> _Task input_:
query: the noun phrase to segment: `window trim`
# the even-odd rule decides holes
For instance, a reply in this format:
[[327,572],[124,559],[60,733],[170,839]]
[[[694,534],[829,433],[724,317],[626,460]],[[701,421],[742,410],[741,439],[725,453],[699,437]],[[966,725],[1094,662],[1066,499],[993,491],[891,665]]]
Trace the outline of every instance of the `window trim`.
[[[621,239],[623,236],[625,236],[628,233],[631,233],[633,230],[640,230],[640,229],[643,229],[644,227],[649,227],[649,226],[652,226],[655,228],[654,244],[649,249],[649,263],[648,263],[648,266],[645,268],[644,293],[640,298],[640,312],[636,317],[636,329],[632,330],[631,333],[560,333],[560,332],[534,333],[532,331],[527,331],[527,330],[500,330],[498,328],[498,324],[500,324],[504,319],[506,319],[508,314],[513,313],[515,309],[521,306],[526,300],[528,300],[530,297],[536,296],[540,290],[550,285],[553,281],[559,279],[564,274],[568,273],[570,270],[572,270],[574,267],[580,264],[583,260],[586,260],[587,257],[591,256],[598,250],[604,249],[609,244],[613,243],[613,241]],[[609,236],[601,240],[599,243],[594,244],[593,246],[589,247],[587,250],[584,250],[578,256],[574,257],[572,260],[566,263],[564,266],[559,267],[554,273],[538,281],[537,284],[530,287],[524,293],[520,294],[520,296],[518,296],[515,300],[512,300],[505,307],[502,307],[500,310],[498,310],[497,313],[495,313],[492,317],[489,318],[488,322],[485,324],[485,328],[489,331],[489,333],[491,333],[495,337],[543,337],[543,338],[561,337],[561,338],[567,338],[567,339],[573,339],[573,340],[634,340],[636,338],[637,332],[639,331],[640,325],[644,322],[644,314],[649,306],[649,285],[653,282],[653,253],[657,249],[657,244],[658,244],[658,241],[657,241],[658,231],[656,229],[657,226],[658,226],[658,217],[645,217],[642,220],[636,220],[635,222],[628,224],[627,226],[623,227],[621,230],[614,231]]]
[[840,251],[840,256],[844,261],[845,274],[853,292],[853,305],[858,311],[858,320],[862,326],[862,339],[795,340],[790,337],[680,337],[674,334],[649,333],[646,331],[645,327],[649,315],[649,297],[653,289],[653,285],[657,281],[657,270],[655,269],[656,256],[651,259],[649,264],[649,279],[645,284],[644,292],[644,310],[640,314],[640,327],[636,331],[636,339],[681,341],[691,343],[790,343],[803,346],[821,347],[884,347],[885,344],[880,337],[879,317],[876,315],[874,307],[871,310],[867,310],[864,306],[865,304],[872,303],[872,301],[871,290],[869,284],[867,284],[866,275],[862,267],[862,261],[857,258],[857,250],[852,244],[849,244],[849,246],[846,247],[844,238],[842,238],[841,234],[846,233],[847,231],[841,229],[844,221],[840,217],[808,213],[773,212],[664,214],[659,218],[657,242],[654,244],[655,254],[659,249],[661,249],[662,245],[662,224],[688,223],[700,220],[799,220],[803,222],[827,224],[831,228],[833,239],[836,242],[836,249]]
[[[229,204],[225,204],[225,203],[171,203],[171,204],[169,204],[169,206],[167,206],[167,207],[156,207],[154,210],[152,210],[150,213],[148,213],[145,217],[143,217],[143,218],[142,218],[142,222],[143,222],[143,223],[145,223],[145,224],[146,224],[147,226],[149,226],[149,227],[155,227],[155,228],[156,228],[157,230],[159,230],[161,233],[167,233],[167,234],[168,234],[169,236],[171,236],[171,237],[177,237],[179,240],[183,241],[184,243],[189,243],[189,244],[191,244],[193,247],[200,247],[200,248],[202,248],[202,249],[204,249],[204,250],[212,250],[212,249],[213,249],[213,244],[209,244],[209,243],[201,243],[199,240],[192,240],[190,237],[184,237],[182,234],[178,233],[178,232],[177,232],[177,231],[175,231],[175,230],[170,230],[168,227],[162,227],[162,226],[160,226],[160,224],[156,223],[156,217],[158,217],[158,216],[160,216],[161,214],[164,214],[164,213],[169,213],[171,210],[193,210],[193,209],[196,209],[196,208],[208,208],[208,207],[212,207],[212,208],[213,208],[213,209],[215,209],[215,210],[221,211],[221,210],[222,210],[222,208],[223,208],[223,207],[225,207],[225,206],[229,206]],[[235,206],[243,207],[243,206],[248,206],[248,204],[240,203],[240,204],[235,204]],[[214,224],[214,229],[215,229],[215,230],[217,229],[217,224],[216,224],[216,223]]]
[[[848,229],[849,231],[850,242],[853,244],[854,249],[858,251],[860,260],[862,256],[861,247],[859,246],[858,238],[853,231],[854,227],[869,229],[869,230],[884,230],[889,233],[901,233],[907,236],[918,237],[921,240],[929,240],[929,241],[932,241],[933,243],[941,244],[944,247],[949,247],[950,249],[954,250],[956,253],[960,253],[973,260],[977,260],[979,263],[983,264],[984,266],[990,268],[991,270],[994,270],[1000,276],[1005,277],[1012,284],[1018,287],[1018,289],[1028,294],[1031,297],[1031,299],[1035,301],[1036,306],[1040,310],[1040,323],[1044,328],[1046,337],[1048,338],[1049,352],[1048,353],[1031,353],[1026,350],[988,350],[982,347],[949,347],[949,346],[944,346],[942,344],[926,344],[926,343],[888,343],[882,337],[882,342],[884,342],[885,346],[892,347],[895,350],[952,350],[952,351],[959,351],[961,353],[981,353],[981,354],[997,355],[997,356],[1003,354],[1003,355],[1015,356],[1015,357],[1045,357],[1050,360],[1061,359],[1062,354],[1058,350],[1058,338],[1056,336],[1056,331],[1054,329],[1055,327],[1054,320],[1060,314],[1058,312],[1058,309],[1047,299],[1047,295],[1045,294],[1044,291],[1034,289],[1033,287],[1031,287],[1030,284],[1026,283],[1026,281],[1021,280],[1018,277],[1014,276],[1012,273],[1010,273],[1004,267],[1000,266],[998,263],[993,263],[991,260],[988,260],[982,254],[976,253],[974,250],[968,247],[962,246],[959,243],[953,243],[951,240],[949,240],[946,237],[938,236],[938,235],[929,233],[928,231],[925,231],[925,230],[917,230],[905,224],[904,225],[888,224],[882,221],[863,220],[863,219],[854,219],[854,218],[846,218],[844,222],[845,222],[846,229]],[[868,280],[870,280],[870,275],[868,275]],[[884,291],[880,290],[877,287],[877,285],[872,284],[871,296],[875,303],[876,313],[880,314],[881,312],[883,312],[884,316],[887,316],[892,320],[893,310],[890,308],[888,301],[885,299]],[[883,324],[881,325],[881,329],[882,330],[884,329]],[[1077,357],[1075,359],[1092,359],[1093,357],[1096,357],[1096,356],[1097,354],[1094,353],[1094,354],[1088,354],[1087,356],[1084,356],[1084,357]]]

> _Directions_: Within the data above, filter for lines containing the word "window" and copy each one.

> _Solution to the problem_:
query: the noun phrase to segment: `window trim`
Trace the outline of every instance of the `window trim`.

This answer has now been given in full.